Chemical mechanical planarization (CMP) has been widely used in integrated circuit (IC) processing to achieve both local and global surface planarity through combined chemical and mechanical actions. The lubrication plays a significant role in CMP and can be determined by the Stribeck curve since it provides direct evidence of the extent of contact among wafer, pad asperities, and slurry particles. The advancements in the construction of the Stribeck curve are highlighted in this chapter. Traditionally, the procedure for constructing the Stribeck curve is as follows: (1) polish wafers at various pressures and sliding velocities to obtain the coefficient of friction (COF) values; (2) plot the experimental data as COF vs. Sommerfeld number; (3) construct the Stribeck curve via curve fitting. Recently, an alternative method was presented to construct the Stribeck curve via only performing one wafer polishing experiment. Pressure and sliding velocity are varied separately or together for a desired length of time, so that multiple measurements can be taken within one run. In this study, a back-propagation (BP) neural network is proposed to construct the Stribeck curve. Results show that the BP neural network could construct a more accurate Stribeck curve and thus could better provide insight into the lubrication mechanism of CMP processes.
- chemical mechanical planarization
- Stribeck curve
- neural network
Integrated circuit (IC) technology plays a critical role in today’s advanced industries. Since transistors were invented in the 1940s , IC technology has been growing nonstop. The circuit density and complexity keep on increasing driven by Moore’s Law . To date, the transistor count in a central processing unit (CPU) can reach up to several billions ; the commercial technology node scales down to 14 nm and the maximum wiring layer is 13 . High volume manufacturing of ICs relies heavily on the advancements in each unit process such as chemical mechanical planarization (CMP), lithography, etching, deposition, and cleaning. Among these processes, CMP has been an enabling technology in the realization of IC manufacturing. Presently, CMP is the only planarization technique that can offer excellent local and global planarity. For the most advanced ultra-large-scale integration (ULSI), CMP is the only choice for global surface planarization . In this chapter, the lubrication of CMP is reviewed. Particularly, the advancements in the construction of Stribeck curve are highlighted.
2. What is CMP?
CMP typically refers to chemical mechanical planarization. As its name indicates, CMP simultaneously employs both chemical and mechanical actions to selectively remove the exposed material from elevated features for improved planarization [6–14]. Driven with the planarization challenge in IC manufacturing for smaller minimum feature size and more wiring levels, CMP was invented by International Business Machines (IBM) in the mid-1980s .
Figure 1 schematically shows a generalized CMP process on a rotary polisher. The wafer to be polished is secured by a retaining ring, which is attached to the carrier head. The rotating wafer is pressed against the rotating polishing pad under a certain pressure from the carrier head [5, 7]. Slurry, containing chemicals and nanoparticles, is injected onto the pad surface and transported to the pad-wafer interface through platen-wafer rotation, pad surface structures as well as the retaining ring. Slurry chemicals react with the wafer surface to form a softer porous layer, which is then removed by mechanical forces generated among wafer surface, pad asperities, and slurry nanoparticles. In addition, a pad conditioner is typically used to refresh pad asperities and keep material removal rate stable [5, 7, 13, 14].

[Recorded data]
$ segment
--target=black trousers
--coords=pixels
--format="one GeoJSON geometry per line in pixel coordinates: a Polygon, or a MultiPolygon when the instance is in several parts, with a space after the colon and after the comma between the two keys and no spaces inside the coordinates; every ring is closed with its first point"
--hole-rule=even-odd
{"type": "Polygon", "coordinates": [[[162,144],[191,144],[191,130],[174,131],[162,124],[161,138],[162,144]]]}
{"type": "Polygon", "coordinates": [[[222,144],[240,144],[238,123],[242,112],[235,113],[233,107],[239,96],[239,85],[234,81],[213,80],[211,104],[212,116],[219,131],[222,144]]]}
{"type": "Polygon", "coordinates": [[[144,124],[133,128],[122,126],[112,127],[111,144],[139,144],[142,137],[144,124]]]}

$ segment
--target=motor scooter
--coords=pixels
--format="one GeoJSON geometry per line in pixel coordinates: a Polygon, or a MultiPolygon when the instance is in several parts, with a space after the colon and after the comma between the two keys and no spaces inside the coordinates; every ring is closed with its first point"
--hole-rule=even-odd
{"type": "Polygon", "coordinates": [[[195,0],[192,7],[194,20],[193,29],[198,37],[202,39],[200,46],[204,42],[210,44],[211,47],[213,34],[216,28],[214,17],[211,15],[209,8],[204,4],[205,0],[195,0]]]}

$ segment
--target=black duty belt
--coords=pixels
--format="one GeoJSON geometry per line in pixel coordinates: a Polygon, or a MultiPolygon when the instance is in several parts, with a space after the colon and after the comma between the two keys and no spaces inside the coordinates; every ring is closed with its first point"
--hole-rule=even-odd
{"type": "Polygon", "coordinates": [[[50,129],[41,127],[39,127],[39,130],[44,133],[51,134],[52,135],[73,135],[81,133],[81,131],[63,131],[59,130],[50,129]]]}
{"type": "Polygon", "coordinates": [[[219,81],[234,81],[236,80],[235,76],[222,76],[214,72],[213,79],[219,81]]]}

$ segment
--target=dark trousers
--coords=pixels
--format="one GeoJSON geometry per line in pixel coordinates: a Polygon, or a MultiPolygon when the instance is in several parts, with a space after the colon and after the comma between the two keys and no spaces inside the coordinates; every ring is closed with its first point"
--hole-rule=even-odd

## ACTIONS TO TAKE
- 1) In the CMP text, which company invented CMP, and when?
- 2) Please carry on the CMP text from the point where it stops.

## EXPECTED RESPONSES
- 1) International Business Machines (IBM) invented CMP in the mid-1980s.

- 2)
3. Stribeck curve
Tribology is generally understood as the science and technology of interacting surfaces in relative motion . As schematically shown in Figure 2, three-body (i.e., wafer, pad, and slurry particles) contact occurs in CMP. Tribology, including friction, lubrication, and wear, plays a crucial role in CMP . In this chapter, we will focus on the lubrication in CMP.
The lubrication mechanism in CMP processes can be determined by the Stribeck curve . Figure 3 shows a generic Stribeck curve based on Sommerfeld number . In this figure, Y axis is coefficient of friction (COF), and X axis represents the Sommerfeld number. COF is defined as the ratio of the shear force to the down force. During CMP, shear force is generated among the wafer, pad asperities, and slurry nanoparticles. The shear force and down force can be measured using appropriate instruments such as CETR CP4 and Araca APD-800 [5, 19]. For example, using Araca APD-800, Figure 4 shows the transient shear force and down force as a function of polishing time, and Figure 5 shows the transient COF. Since COF is defined as the ratio of the shear force to the down force, the transient COF can be expressed as:
where μ is the viscosity of slurry, V is the pad-wafer sliding velocity, p is the wafer pressure, and is the effective slurry film thickness at the wafer and pad interface.
Slurry viscosity μ can be measured experimentally, and the pad-wafer sliding velocity V can be calculated based on the tool geometry and the relative angular velocity of the wafer and platen . The wafer pressure p is the applied down force divided by the contact area between the wafer and pad. Finally, the effective slurry film thickness can be assumed as the arithmetic average roughness of the pad based on slurry film thickness measurement results by dual emission laser induced fluorescence (DELIF) [20–22]. In some cases, the pseudo Sommerfeld number (V/p) is used to replace Sommerfeld number for simplicity .
As mentioned previously, the lubrication mechanism in CMP processes can be determined by the Stribeck curve since it provides direct evidence of the extent of contact among wafer, pad asperities, and slurry particles . As evident from Figure 3, there are three contact modes: boundary lubrication, partial lubrication, and hydro-dynamic lubrication.
Boundary lubrication occurs at smaller values of the Sommerfeld number. In this regime, the slurry film is quite thin, and thus, the wafer, pad, and slurry particles are intimate contact with one another . COF is high and independent of the Sommerfeld number. From a process control point of view, the boundary lubrication is preferable because of its high and stable COF .
The partial lubrication occurs at intermediate values of the Sommerfeld number. In this regime, the slurry film thickness is similar to that of the roughness of the pad . The slurry film layer partially separates the wafer and pad, and COF sharply drops as increase in the Sommerfeld number. A small change in process parameter such as polish pressure and velocity may cause a significant change in COF.
Hydro-dynamic lubrication occurs at larger values of the Sommerfeld number. In this regime, the slurry film thickness is larger than that of the roughness of the pad . As such, very little contact exists between the wafer and pad. COF is small and increases slightly as increase in the Sommerfeld number .
Since the Stribeck curve can determine the lubrication mechanism in CMP processes, it has many practical applications. For example, it can help screen certain consumable sets (pad, slurry, wafer, retaining ring, etc.) by determining whether and how they contact one another during CMP. It can also help determine the optimal polish parameters (wafer and retaining ring pressure, pad/wafer velocity, slurry flow rate, etc.) .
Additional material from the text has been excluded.